▶ **Brief 1**:
According to the post on defining "homosexual" in molestation statistics, what must be true of that definition?
▶ **Brief 2**:
Continue the post on defining "homosexual" in molestation statistics, starting after its final sentence.

▶ **Exercise passage**:
▼▼▼
Good questions.
However "homosexual" is defined, it must be a consistant definition throughout the study and all analyses. If you want to define it as "anyone who has ever had a homosexual experience", then OK, fine with me -- what percentage of the population has ever had a homosexual experience?
That is the only number that can be validly compared to the percentage of same-sex molestations.
Those blurbs quoted above mix definitions, defining "homosexual" by the activity in one half and defining it by self-identity in the other.
Back to the other analogy: If you commit a crime, just because you are not in jail doesn't make you less of a criminal. Similarly, claiming to be innocent doesn't make that true either.
Can you look at the number of people in jail and draw conclusions and comparions on the total number of "criminals"? How do people who have gotten off on a technicality fall into the comparison? ("Criminals" being defined as 'anyone who has committed a jailable offense')
I also go back to the point that, whatever it means to the perpetrator, same-sex molesting is homosexual to the victim. Since victims often become perpetrators, that factor should at least complicate the conclusion. But nowhere in the analysis I read is that weighed.
▲▲▲
[Dataset entries]
▼▼▼
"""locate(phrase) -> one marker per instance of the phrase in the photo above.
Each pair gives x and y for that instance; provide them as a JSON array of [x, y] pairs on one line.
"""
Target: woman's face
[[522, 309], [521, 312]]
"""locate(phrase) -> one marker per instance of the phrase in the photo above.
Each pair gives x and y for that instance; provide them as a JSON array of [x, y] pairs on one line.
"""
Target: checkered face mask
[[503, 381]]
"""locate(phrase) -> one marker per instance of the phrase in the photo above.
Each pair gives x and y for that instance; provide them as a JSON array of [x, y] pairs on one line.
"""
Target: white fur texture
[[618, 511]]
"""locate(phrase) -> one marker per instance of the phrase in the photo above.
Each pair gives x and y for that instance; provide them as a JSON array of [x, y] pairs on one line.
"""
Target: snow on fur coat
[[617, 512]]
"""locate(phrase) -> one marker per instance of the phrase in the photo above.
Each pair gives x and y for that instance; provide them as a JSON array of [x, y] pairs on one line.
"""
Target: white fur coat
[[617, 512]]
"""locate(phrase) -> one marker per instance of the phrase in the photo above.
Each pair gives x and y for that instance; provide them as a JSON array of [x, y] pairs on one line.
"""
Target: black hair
▲▲▲
▶ **Task result 1**:
It must be a consistent definition throughout the study and all analyses.

▶ **Task result 2**:
Deciding why a perp perpetrates is not an exact science and the answers are likely varied. But to base broad conclusions on the feelings or "self-identity" of the perpetrator -- whose status as a child molester makes his mental disorder irrefutable -- while ignoring observable facts, such as the same-sex nature of the act, or the same-sex conflicts it might ignite in the victim, removes the science from the study and just makes it an opinion.
And none of this acknowledges the fact that humans are biologically and anatomically formed for heterosexual sex only. Homosexuality is a abberation of that. Minus that premise, no analysis will be based on truth.
I'm signing off for the day, Josh. I'll check your reply tomorrow.